Task brief →
Name every company, website, or school mentioned by name in the personal passage below.

Extract provided →
★ ★ ★

When it arrived, I didn't tell Q-Boo what it was, I just unwrapped it and showed it her. She proclaimed, “Oh! It looks JUST like my sister!”  So, I guess we did pretty good. It now sits on the chest of drawers next to Q-Boo's doll.

I have an order in with A Doll Like Me for two dolls, one for Q-Boo and one for Luna, which will be made according to photos of the girls. They should be done by Christmas.  And then, I'm done.  Unless the girls go nuts over their special stuff, I've done enough to find stuff that looks "just like them," and, from now on, we'll just go with the flow of whatever they prefer.

When I was growing up, my dad had a collection of National Geographics on the bookshelf in his office. I loved those things. Aside from the obvious, wonderful, sunny color of the spines, were the amazing pictures and the stories of far away places.  One thing that I miss in our computerized world is receiving big, glossy, magazines every month in the mail.  On my bookshelf, right now, is a National Geographic issue, birth month and year, for every member of my immediate family.  There are eight of them that range from June 1966 all the way to July 2010 - mine has a story, "I Live with the Eskimos," and a picture of an Eskimo on the front cover.  I decided that it was time to buy Luna's.  Normally, I've been able to contact the National Geographic website and just order a back issue. They were out of Luna's.  What now?  I managed to find two on EBay and I was a bit relieved when it finally came in the mail.  Here is what it looks like:
 
 




 
I've even started Chinese classes. Luna will be six when she gets here and they tell me that she'll probably have lost her Mandarin and totally picked up English in about six months but still, I'm using her coming as an excuse for us all to learn Chinese.  I want her to keep as much of it as she can but it would also be so good for us to learn it.  That's my theory, anyway.  I've found a homeschool class connected with our local Chinese school, Yuwenbon, where the kids can take Chinese classes on Fridays, and then K-Man and I can take them on Saturday mornings. I'm already taking on Saturday mornings and then catching K-Man up in the afternoons - between Saturday mornings, there are YouTube videos that we struggle through.  (I live in a city that is full of engineers- per capita, the people here are very well educated, and in fact, it has one of the largest research parks in the nation- but I am still sorta trying to get used to the idea that we have a Chinese school in Alabama.) Kids' brains may be amazingly keyed to acquire language but mine is not. That rusty ship has sailed and it sorta leaks around the barnacles. There have been many days, after my teacher has announced the newest sound, that I've laughed out loud. I'm from the southern US, I murder my own language, what am I gonna do to Mandarin?
 
Mandarin is unlike any other language that I've encountered. When I studied Spanish in college, the alphabet was pretty much the same, with tiny deviations.  We basically had to learn new rules for letters that we already recognized, we conjugated verbs until I thought I'd go nuts, and then we had to learn vocabulary.  Rolling r's was about the hardest thing that I had to conquer- burro!  Mandarin is like nothing I've ever seen or heard. I've made a new friend in the class who also happens to be African-American (Botswana,) she knows four African languages and some other languages as well including, obviously, English.  She agrees.  Wow. You just gotta take a minute and wrap your head around it.

★ ★ ★

Collected material →
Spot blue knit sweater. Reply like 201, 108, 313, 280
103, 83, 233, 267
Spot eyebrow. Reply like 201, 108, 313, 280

★ ★ ★

Response to the task →
A Doll Like Me, National Geographic, EBay, YouTube, Yuwenbon